# TEXT BLOCK
######

Effect of Lonely Mouse Syndrome in a Drug Safety Study
Katharine Sewell, BVetMed, MRCVS
Data from a new study show that the isolation felt by single-housed mice may skew the results of clinical studies.
In many clinical studies, single caging (i.e., 1 animal per cage) is advised to avoid inadvertent drug transfer and to lower the number of animals used, because each cage counts as a unit for statistical analysis. A trial intended to evaluate the safety of a lipid-bound analgesic in mice raised important questions about the behavior of mice housed in single cages.
Although behavioral analyses in many species have shown isolation effects, these effects generally are seen only after several weeks of isolation. Because the present study would last for a maximum of 12 days, single caging was still recommended. The investigators analyzed the behavior of the mouse subjects in the trial to determine whether the cage effect was real.
Male and female BALB/cAnNCrl mice (6-8 weeks old weighing 20-22 g) were obtained and kept in groups of 3 or 4 for 10 days before the start of the study; the mice were housed separately throughout the study. All the mice were anesthetized, given a 4- to 5-mm skin incision with a 2 ´ 4—cm subcutaneous pocket, and closed with staples.
In the first trial, 8 males and 8 females were used to compare the effect of a single 5-fold dose of buprenorphine (16.25 mg/kg) following the procedure with no other medication over 4 days. Trial 2, which included a different group of 8 males and 8 females, compared three 16.25-mg/kg doses of buprenorphine at 4-day intervals (days 0, 4, and 8 post procedure) versus no medication over 12 days. Half of the mice in each group were euthanized at the midpoint of each trial (day 2 for trial 1 and day 6 for trial 2); the remainder were euthanized at the end of each trial. After euthanasia the mice were evaluated for body weight, hematologic parameters, clinical chemistries, and anatomic pathology.

######

# EXTRACTED INFORMATION
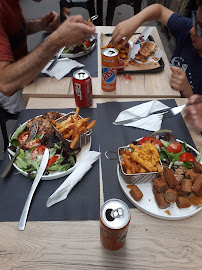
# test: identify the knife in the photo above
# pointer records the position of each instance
(136, 118)
(55, 59)
(23, 218)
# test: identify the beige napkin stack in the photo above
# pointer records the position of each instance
(82, 168)
(62, 67)
(141, 114)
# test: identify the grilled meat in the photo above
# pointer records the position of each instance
(44, 122)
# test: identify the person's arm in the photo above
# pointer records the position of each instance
(48, 22)
(127, 28)
(193, 113)
(14, 76)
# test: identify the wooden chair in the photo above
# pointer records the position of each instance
(112, 4)
(4, 117)
(87, 4)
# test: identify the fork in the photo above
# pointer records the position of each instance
(174, 111)
(124, 122)
(31, 137)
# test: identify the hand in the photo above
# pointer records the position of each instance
(74, 30)
(124, 29)
(179, 82)
(50, 22)
(193, 113)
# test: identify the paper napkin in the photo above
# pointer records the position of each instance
(62, 67)
(141, 114)
(82, 168)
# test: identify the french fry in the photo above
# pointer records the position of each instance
(69, 134)
(73, 126)
(63, 128)
(74, 141)
(76, 131)
(128, 163)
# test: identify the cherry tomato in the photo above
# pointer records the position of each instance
(175, 147)
(87, 43)
(186, 157)
(151, 140)
(126, 77)
(52, 160)
(32, 143)
(38, 150)
(121, 64)
(23, 137)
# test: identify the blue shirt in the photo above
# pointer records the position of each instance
(185, 54)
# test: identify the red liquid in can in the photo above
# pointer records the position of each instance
(109, 69)
(114, 220)
(82, 88)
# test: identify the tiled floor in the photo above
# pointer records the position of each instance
(33, 10)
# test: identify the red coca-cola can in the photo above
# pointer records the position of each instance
(82, 88)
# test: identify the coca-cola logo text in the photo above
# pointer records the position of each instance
(109, 73)
(78, 90)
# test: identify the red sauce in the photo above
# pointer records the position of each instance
(126, 77)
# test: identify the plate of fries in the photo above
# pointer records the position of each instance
(126, 53)
(74, 130)
(147, 203)
(139, 164)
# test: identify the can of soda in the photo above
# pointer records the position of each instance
(114, 220)
(109, 69)
(82, 88)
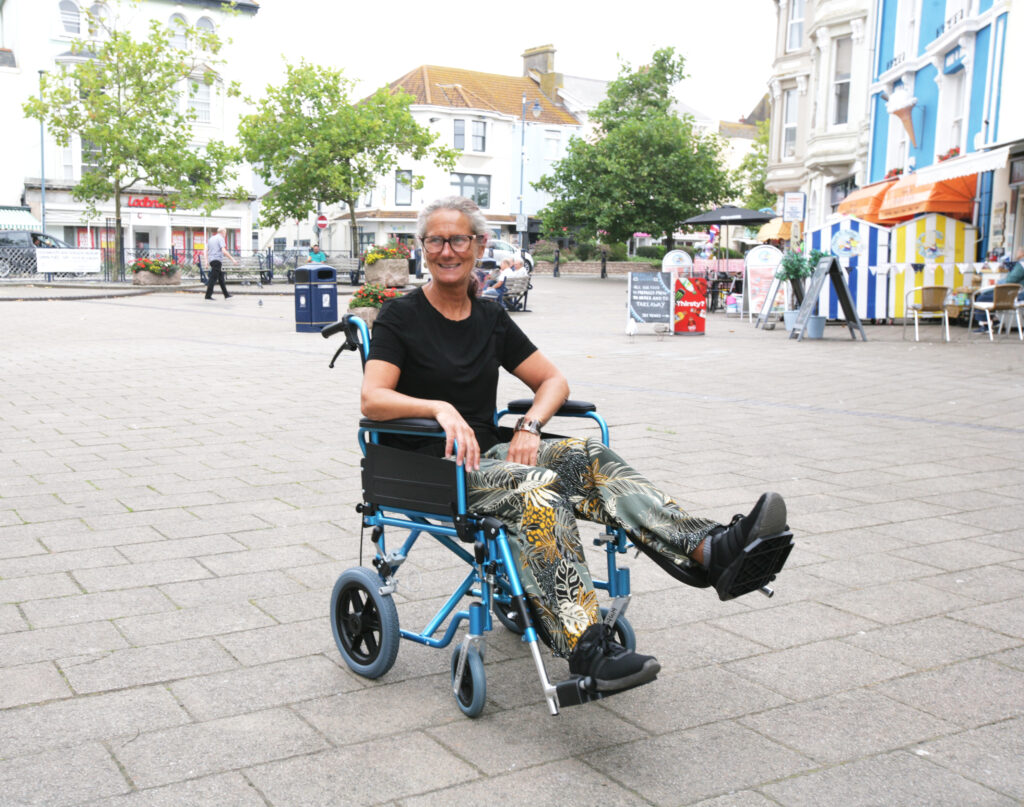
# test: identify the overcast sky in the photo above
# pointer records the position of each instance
(728, 44)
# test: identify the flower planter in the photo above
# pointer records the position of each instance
(148, 279)
(367, 313)
(389, 272)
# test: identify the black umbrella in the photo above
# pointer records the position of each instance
(730, 214)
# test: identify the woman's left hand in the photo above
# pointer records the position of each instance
(523, 448)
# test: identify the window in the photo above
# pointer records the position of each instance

######

# THE TASK
Continue the article on single-housed mice in the buprenorphine safety study, starting after its final paragraph.

# TASK OUTPUT
Behavioral data were collected twice daily throughout each trial, on 4 days in trial 1 and 5 days in trial 2. Mouse behavior was analyzed by measuring respiration, nasal/skin appearance, fur appearance, motor activity, ocular activity (closed or open eyes), actions suggesting stress (i.e., aggressiveness), presence of tremors, and surgical-site erythema, edema, or infection (swelling, pus, and exudate).
The results of the 2 drug-free groups were compared to evaluate the effect of solitude on stress and mouse behaviour. Significantly more mice in the control group of trial 2 were observed with closed eyes than in trial 1. A gender difference was seen in motor signs, with more females than males observed with rapid, darting movements and more males than females seen to have a hunched posture. Additionally, the experiments also showed a significant time effect on ocular score and motor activity on mice without drug interventions, with both groups showing increasing signs of stress and lethargy over time (day 1 vs day 5).
These study results show that single housing can induce lonely mouse syndrome as early as day 3 of isolation. This affects not only the welfare of the animals used but also potentially the results of the studies. Further research is warranted in this area.
Dr Sewell received her BVetMed and MRCVS from the Royal Veterinary College in London in 2008. She worked in mixed animal practice before settling in Essex, UK, to focus on companion animals and exotics.